## BEGIN DOCUMENT SECTION
Ingress, the world’s most successful and longest running massively multiplayer online augmented reality game, is a game played by people from all walks of life, any age, anywhere in the world, anytime. It was developed by Niantic and first came out in the 15th of November 2012 for Android users and 14th of July 2014 for iOS.
However, Ingress is more than an MMOARG. It is not yet another online game. More than four years later, most of the players who acquired a beta key during its first months are still active; with more players joining in every single day. So, what is Ingress? What makes it alive and attractive?
On the surface, Ingress is a 2D augmented reality game, the real world is the gaming field. It uses existing map technology (in most countries, Google Maps), agents (as players are called) travel the world to capture as many portals (or points-of-interest) as they can and defend it from the opposing faction. Repeat the whole process — capture, defend, attack, capture, defend, attack.
Sounds boring? I also heard “that’s it, that’s the whole point of the game?” Yes, that is the whole objective of the game; and no, it is not boring at all.
The Community & Events
As with most online games, the community plays a huge factor in its life span, as well as game events. Ingress, as a massively multiplayer online augmented reality game, requires one to go to multiple places to progress in the game. This eventually creates the need to meet other fellow agents.
## END DOCUMENT SECTION
WORK INSTRUCTIONS =>
According to the Ingress article above, when did the game first come out for iOS?
## BEGIN MATERIAL
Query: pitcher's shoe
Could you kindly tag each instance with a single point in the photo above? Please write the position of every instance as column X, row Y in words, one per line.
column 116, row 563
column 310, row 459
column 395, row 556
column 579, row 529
## END MATERIAL
ANSWER FOR THE TASK =>
On the 14th of July 2014.